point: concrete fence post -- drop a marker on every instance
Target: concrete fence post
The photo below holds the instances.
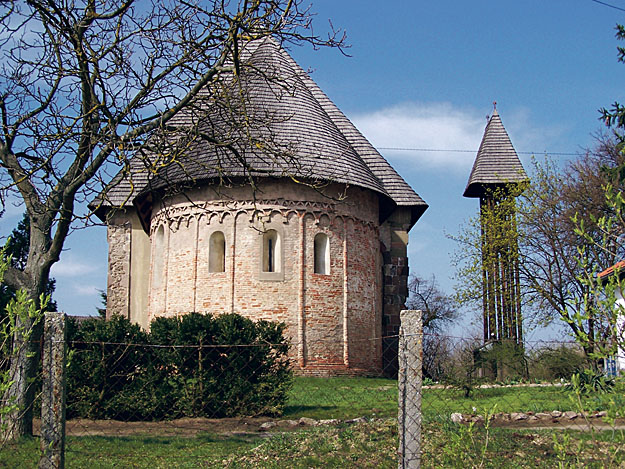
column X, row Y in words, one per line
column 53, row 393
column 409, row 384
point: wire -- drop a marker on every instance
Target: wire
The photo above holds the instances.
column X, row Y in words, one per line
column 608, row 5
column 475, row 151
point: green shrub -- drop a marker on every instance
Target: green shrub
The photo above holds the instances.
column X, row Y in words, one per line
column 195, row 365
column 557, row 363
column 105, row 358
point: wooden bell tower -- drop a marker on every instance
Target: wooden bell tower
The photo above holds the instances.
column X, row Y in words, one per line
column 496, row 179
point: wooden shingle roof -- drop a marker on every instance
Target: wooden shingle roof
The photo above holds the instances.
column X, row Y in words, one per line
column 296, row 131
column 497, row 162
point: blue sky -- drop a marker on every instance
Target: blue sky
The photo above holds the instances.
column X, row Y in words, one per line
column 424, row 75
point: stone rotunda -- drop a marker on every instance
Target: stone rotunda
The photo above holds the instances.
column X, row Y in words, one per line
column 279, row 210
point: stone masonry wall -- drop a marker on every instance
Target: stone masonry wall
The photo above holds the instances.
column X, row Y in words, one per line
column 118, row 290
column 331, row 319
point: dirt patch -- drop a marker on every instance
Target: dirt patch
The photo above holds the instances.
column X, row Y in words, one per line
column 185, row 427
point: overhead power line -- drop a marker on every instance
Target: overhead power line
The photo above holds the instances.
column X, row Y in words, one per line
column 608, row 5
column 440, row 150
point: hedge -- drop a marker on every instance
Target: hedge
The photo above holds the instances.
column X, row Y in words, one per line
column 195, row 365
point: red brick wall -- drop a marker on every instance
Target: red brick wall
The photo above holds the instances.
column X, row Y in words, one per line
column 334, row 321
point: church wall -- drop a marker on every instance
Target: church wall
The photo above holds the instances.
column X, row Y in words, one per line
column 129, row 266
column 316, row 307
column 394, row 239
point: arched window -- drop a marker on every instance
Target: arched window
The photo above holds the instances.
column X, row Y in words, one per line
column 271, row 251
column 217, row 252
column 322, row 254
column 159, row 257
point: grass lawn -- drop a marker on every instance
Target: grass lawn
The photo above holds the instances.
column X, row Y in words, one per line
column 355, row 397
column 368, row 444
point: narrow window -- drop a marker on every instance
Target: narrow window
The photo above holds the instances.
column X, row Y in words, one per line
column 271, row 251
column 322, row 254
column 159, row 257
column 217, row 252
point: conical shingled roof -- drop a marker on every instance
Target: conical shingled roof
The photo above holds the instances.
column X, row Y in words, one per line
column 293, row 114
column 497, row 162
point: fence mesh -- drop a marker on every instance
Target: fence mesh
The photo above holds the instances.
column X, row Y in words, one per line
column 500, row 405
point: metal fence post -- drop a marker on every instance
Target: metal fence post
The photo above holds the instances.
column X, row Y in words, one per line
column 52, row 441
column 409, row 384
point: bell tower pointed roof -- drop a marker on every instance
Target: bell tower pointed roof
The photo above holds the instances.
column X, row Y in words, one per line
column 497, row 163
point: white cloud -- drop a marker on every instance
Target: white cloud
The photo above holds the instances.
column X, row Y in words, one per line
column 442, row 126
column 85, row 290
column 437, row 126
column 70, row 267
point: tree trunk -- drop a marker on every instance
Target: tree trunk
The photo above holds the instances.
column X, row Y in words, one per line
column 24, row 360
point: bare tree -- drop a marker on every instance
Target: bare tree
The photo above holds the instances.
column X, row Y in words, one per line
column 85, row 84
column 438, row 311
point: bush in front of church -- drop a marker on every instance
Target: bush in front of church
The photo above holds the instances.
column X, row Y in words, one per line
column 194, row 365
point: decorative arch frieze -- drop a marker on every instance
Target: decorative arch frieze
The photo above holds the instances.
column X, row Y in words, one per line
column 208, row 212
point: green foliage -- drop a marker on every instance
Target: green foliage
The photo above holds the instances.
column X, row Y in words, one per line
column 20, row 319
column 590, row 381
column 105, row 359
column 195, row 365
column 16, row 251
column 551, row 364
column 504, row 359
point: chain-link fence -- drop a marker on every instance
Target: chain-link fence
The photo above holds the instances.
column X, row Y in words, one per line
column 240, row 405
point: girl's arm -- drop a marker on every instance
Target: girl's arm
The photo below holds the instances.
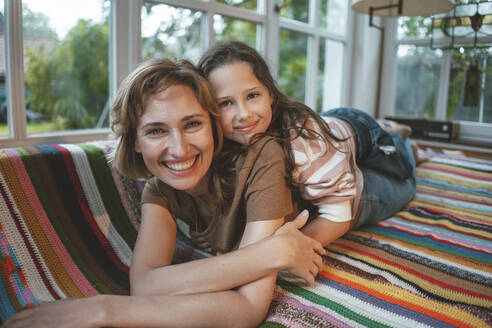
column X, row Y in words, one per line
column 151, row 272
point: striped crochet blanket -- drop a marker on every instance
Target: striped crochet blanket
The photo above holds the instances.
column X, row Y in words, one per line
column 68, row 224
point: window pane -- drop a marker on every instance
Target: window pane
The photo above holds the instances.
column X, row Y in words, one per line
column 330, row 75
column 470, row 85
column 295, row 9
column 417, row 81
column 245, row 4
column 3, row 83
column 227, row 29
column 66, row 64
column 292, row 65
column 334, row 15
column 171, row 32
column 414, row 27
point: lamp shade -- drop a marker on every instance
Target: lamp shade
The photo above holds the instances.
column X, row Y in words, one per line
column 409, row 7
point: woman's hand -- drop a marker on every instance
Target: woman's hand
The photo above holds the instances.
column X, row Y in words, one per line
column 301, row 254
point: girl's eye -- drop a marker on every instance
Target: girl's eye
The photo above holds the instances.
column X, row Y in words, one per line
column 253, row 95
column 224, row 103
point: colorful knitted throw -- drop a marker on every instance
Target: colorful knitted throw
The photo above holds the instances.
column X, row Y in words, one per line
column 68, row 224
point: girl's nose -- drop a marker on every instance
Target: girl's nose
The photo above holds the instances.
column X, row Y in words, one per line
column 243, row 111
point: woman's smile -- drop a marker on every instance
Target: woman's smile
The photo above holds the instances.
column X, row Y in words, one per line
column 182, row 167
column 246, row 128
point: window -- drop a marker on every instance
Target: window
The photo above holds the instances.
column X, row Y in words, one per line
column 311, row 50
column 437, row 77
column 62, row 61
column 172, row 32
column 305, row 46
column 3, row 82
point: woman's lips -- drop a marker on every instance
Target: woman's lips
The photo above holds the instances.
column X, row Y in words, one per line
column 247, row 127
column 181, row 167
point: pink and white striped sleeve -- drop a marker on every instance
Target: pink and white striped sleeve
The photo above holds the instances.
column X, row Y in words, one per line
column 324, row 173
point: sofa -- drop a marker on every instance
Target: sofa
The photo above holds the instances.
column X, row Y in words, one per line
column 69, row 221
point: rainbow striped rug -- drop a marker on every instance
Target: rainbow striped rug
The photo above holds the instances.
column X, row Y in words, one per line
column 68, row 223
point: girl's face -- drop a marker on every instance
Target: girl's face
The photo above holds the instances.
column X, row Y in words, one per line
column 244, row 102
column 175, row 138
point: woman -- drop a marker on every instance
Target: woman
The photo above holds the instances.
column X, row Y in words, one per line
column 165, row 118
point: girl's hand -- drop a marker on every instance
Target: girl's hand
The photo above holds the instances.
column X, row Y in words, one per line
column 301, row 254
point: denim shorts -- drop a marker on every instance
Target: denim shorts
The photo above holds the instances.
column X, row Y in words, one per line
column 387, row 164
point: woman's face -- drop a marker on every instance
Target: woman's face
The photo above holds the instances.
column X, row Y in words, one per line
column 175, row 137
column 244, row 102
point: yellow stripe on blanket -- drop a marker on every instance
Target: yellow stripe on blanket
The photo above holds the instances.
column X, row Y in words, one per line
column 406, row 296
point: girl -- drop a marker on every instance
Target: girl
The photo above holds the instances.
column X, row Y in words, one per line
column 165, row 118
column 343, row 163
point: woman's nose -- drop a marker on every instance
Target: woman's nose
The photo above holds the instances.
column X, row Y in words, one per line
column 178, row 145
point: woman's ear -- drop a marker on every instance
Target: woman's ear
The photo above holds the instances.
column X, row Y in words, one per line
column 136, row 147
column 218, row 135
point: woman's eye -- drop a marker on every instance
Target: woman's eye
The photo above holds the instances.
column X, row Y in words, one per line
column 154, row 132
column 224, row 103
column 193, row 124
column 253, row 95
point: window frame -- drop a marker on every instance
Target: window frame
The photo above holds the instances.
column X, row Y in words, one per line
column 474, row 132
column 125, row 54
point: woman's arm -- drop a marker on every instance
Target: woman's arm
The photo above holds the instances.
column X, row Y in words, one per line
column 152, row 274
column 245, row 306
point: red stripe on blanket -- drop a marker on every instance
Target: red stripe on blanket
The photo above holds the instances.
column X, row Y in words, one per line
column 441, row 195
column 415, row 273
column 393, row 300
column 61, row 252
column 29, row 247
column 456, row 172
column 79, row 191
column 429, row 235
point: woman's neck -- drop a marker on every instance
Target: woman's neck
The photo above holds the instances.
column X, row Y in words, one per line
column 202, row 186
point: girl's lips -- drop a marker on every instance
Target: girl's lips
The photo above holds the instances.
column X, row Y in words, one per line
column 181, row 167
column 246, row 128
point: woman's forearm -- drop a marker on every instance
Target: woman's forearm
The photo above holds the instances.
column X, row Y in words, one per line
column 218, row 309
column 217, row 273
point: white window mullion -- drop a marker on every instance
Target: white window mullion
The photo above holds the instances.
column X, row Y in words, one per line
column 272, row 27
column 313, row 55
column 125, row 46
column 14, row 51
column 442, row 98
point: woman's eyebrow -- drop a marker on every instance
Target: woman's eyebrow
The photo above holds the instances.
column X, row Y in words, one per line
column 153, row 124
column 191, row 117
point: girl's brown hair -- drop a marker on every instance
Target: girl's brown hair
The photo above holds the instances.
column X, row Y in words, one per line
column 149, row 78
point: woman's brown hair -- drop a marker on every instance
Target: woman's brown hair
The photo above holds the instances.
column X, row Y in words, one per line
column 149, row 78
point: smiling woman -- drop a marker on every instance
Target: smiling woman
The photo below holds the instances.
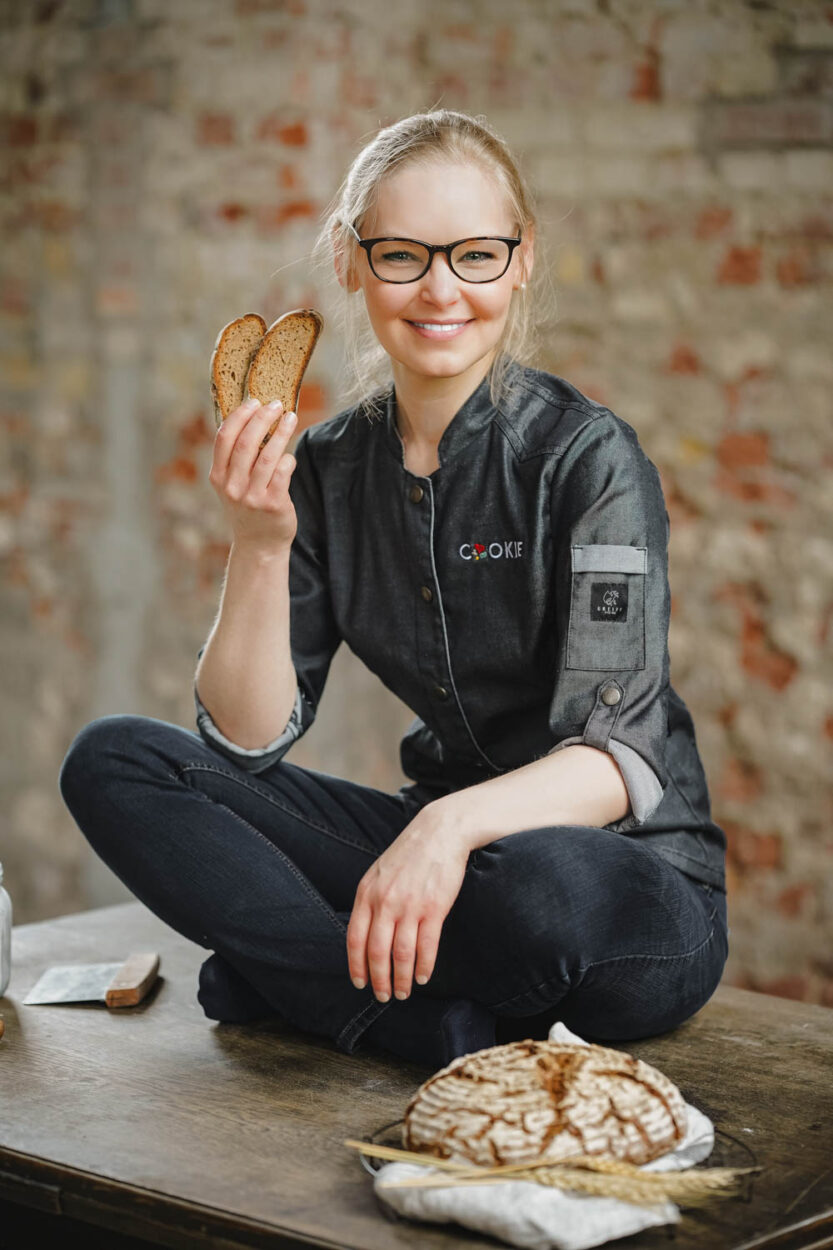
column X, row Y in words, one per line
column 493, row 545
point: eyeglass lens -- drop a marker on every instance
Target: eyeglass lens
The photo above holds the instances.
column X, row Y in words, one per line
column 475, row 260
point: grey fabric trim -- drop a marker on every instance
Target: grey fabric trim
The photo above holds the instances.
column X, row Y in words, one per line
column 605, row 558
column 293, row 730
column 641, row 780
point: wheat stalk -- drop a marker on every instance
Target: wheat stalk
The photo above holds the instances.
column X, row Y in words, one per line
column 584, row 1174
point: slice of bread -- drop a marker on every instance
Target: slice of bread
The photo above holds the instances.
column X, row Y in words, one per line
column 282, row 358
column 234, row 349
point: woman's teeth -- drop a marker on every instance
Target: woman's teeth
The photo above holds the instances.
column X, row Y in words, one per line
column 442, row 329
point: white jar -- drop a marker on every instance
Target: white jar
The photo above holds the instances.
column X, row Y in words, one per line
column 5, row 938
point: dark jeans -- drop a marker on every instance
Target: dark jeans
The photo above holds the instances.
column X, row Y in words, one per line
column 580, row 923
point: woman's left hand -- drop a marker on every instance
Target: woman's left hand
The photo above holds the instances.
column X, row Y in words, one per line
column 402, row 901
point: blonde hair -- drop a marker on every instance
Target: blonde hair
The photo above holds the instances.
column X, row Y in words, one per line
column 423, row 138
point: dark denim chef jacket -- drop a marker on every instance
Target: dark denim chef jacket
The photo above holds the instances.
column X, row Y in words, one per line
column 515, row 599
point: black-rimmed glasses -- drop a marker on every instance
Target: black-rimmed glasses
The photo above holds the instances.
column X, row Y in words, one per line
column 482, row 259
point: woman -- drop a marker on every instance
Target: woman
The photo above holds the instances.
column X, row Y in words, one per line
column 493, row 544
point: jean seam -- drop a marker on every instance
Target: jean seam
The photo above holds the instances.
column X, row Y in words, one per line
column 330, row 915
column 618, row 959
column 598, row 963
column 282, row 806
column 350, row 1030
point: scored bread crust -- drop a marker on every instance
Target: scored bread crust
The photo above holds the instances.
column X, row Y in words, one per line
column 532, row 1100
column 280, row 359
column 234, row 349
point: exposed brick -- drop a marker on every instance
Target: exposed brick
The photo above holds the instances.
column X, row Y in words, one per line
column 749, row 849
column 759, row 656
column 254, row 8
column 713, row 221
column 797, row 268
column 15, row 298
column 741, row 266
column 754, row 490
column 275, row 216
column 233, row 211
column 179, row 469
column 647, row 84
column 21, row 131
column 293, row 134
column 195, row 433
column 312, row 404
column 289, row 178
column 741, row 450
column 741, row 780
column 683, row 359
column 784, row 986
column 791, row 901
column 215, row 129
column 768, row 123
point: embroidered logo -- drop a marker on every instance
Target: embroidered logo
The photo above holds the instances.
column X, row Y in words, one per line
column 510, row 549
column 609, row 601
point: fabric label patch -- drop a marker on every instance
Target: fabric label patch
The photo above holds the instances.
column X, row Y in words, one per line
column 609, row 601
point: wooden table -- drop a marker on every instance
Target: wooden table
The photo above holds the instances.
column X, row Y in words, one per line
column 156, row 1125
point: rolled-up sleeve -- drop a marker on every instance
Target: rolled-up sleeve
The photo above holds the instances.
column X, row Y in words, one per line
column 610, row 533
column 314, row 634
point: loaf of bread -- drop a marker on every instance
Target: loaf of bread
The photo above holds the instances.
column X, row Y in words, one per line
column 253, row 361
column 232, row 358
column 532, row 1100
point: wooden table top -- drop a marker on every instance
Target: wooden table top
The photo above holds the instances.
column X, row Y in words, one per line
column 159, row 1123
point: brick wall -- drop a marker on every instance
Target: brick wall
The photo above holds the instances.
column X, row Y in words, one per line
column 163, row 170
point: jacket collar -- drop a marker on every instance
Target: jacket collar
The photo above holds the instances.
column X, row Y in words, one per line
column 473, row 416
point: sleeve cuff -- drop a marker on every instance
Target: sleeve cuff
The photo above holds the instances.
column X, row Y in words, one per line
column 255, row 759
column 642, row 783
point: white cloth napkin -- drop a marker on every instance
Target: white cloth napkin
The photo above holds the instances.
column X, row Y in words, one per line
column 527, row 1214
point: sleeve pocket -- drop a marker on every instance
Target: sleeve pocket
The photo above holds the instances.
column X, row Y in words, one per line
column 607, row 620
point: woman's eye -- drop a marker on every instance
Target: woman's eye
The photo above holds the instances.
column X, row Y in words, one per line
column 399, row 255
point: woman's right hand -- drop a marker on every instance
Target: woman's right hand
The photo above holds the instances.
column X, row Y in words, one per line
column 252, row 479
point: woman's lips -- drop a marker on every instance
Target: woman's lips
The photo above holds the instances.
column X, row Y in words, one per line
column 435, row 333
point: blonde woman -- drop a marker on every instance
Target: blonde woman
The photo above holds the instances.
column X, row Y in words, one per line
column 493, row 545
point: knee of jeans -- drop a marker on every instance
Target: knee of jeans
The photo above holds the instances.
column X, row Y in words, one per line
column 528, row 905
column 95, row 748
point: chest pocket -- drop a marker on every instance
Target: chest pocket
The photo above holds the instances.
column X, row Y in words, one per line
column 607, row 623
+---+
• [Required work]
Lines containing the word "jacket" are to be located in the entries and copied.

• [Result]
point: dark denim chef jacket -- drop a marker on every instance
Target: dark denim chef jacket
point: jacket collar -- drop a marker on every instance
Target: jacket collar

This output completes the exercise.